Stated exercise A -
Answer these from the extract below, one line each:
(i) According to Marx, which movement is the finale of finales?
(ii) Which note has the writer marked?
(iii) What does the writer call the worst fault of the movement?

Extract -
--- start ---
This, rather than, as Marx says, the last movement of Symphony No. 2, might be designated the finale of finales (?)—"The most sublime chaunt of triumph ever pealed forth by an orchestra." Multum in parvo I have put a mark against the D, because that one touch (of nature) makes all the difference; nay, I had almost said, stamps the passage. Substitute a B, and the emphasis is lost, together with the originality. Nevertheless, the movement is hardly of equal value throughout; it has its "worser half;" and is also, unfortunately, too long. As in so many other cases, ideas are repeated, repeated already. But this is not the worst; the worst is, that the overwhelming effect of the stupendous burst is seriously impaired. It should have

"Smitten once, to smite no more."
--- end ---
Stated exercise B - Please identify every line of the records that contains the string "handrail" and copy each such line in full. Case counts.

Supplied records -
--- start ---
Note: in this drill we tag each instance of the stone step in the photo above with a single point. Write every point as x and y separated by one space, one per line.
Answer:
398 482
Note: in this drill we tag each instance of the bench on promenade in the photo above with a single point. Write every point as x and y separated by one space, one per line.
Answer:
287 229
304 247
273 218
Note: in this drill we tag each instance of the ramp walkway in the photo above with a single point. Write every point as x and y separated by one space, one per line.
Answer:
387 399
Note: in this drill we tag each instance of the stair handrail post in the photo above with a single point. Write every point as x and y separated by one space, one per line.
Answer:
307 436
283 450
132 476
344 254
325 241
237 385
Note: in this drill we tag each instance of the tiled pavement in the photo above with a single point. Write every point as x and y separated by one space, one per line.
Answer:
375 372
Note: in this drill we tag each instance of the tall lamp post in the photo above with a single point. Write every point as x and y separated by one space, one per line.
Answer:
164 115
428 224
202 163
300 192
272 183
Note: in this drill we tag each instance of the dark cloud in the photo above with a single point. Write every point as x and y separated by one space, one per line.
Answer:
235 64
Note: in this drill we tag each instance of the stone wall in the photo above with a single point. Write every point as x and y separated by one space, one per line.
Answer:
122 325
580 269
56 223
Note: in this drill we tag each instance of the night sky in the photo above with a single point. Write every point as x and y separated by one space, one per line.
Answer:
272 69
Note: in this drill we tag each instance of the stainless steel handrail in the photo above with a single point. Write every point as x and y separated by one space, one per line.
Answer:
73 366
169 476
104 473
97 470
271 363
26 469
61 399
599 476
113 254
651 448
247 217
--- end ---
--- start ---
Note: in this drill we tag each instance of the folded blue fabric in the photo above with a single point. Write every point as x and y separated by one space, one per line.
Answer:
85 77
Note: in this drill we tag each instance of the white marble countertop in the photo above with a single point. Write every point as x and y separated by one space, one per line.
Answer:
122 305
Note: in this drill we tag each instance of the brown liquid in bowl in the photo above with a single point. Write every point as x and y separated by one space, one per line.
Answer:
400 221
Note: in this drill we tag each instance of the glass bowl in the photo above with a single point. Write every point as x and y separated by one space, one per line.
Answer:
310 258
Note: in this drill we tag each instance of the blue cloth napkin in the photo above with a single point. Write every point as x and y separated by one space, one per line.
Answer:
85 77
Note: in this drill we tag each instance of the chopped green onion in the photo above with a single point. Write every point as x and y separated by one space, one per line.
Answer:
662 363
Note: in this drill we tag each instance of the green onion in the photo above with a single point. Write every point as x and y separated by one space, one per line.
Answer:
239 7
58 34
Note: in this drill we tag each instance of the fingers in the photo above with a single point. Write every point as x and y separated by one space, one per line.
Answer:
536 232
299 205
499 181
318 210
--- end ---
--- start ---
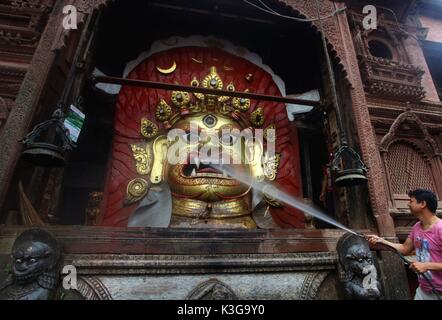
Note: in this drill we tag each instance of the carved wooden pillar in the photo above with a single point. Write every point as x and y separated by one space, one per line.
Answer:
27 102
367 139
--- end ---
Task response A -
(i) The last movement of Symphony No. 2.
(ii) The D.
(iii) That the overwhelming effect of the stupendous burst is seriously impaired.

Task response B -
Note: in this drill we tag each instance of the stair handrail post in the photo above with a single point. Write every point as x and y separated by one space, one per line.
Note: in this drill we tag each instance of the stainless steel handrail in the photo above with a single point. Write every point as x and y separated by one space, one per line.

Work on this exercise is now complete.